**WHAT YOU SHOULD DO:** A faithful copy is required: retype the records from their first line through the line with "the mud flap.", and omit the pictures.

### RECORDS PROVIDED ###

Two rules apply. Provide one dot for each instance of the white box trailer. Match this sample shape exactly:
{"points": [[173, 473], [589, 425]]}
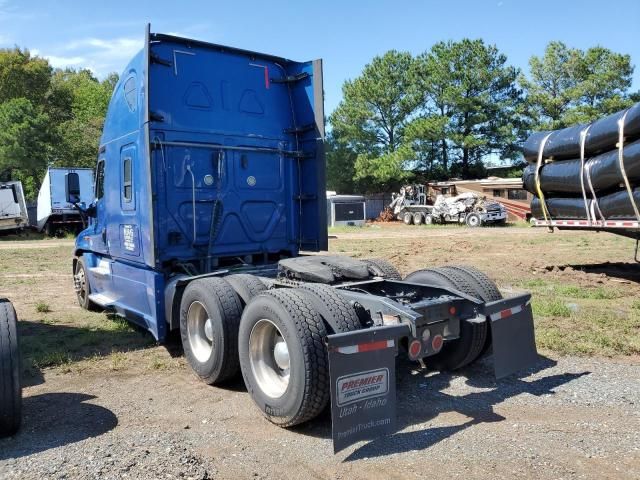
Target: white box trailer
{"points": [[345, 210], [13, 208], [61, 188]]}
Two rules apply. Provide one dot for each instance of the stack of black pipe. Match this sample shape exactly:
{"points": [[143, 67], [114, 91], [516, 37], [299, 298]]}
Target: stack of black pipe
{"points": [[606, 193]]}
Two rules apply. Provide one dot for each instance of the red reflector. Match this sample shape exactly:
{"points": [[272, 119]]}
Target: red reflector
{"points": [[368, 347], [414, 349], [437, 342]]}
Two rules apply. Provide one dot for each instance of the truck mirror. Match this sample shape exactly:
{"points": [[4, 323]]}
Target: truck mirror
{"points": [[73, 187]]}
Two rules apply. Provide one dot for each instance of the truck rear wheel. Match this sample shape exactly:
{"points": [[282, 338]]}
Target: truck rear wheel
{"points": [[283, 356], [336, 311], [10, 371], [382, 268], [485, 289], [209, 318], [463, 351], [82, 285], [246, 286]]}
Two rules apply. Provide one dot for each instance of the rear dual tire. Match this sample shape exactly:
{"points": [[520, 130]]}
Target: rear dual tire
{"points": [[10, 371], [210, 313], [283, 356], [474, 337]]}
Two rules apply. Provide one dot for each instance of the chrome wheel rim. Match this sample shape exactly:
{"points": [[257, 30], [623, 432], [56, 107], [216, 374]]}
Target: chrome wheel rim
{"points": [[269, 358], [82, 284], [200, 331]]}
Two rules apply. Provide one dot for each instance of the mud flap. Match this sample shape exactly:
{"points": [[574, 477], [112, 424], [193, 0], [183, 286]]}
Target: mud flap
{"points": [[363, 383], [512, 332]]}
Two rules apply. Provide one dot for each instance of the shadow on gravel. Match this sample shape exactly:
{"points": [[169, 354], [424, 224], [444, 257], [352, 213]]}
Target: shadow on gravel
{"points": [[423, 396], [621, 270], [54, 420]]}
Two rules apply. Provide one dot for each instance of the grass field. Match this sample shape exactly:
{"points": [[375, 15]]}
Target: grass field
{"points": [[586, 295]]}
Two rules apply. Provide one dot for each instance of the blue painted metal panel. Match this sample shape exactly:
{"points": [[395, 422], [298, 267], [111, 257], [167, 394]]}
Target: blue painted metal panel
{"points": [[225, 148]]}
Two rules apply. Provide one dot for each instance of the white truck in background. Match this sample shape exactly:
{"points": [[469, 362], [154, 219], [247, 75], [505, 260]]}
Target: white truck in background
{"points": [[13, 208], [60, 190]]}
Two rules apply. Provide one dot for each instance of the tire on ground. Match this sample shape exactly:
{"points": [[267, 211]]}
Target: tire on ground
{"points": [[246, 286], [292, 318], [463, 351], [211, 350], [486, 290], [380, 267], [83, 287], [338, 314], [10, 371], [473, 219]]}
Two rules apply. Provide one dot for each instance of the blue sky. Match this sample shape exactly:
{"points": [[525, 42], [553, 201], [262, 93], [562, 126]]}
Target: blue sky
{"points": [[104, 35]]}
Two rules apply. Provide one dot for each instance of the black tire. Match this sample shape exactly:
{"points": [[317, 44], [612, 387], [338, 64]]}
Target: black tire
{"points": [[83, 287], [246, 286], [473, 220], [380, 267], [10, 371], [50, 229], [222, 306], [463, 351], [338, 314], [307, 389], [486, 290]]}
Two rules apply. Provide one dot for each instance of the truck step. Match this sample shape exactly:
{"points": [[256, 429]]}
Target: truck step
{"points": [[102, 299], [103, 269]]}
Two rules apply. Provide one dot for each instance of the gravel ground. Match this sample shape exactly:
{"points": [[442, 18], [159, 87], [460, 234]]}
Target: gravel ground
{"points": [[567, 418]]}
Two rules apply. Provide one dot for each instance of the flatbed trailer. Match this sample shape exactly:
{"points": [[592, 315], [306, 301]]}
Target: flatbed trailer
{"points": [[209, 199]]}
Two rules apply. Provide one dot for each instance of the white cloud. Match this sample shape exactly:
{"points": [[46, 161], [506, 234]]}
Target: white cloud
{"points": [[100, 55]]}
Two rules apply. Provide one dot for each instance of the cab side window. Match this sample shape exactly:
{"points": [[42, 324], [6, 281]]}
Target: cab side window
{"points": [[126, 180], [100, 180]]}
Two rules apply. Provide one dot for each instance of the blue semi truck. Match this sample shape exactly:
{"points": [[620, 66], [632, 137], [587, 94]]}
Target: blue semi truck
{"points": [[209, 206]]}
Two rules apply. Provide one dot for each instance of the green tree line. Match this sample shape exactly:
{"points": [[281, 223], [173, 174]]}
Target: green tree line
{"points": [[48, 117], [443, 113]]}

###

**RESPONSE BOX:**
Two rules apply. Provide one dot for each instance of the white box trailer. Match this sample shape exactly:
{"points": [[173, 473], [589, 425]]}
Target: white box trailer
{"points": [[345, 210], [13, 208], [61, 188]]}
Two rules apply. Provide one dot for each instance of the stack of black pipe. Match this sample shape exactly:
{"points": [[143, 67], [114, 91], [516, 37], [299, 298]]}
Target: stack of black pipe
{"points": [[606, 193]]}
Two rules apply. Provide one dot for each instance of the red reflector. Match this sample shape exactly:
{"points": [[272, 119]]}
Target: red reflector
{"points": [[368, 347], [414, 349], [437, 342]]}
Two rules apply. Provide one dot for each instance of the truck mirror. Match this sample shape exactly:
{"points": [[4, 323]]}
Target: truck mirror
{"points": [[73, 187]]}
Two rules apply. Provide one dot for each instance of the truck rear wheel. Match this sample shape exactly:
{"points": [[282, 338]]}
Target: truck rear wheel
{"points": [[283, 356], [336, 311], [10, 371], [382, 268], [485, 289], [209, 318], [463, 351], [82, 285], [246, 286]]}
Two rules apply. Provide one dot for each instance of the rear dual tire. Match this sample shape exactly:
{"points": [[520, 130]]}
Target: rear dual tire
{"points": [[10, 371], [210, 313], [283, 356], [474, 337]]}
Two rules apply. Provide one dot for each instance of the chrome wheel rim. Match this sample shape exactly:
{"points": [[257, 30], [623, 432], [56, 107], [216, 374]]}
Target: chrome wheel rim
{"points": [[269, 358], [82, 284], [200, 331]]}
Two rules apply. Provide one dot for each instance of the mud flap. Match this sample shape exactly:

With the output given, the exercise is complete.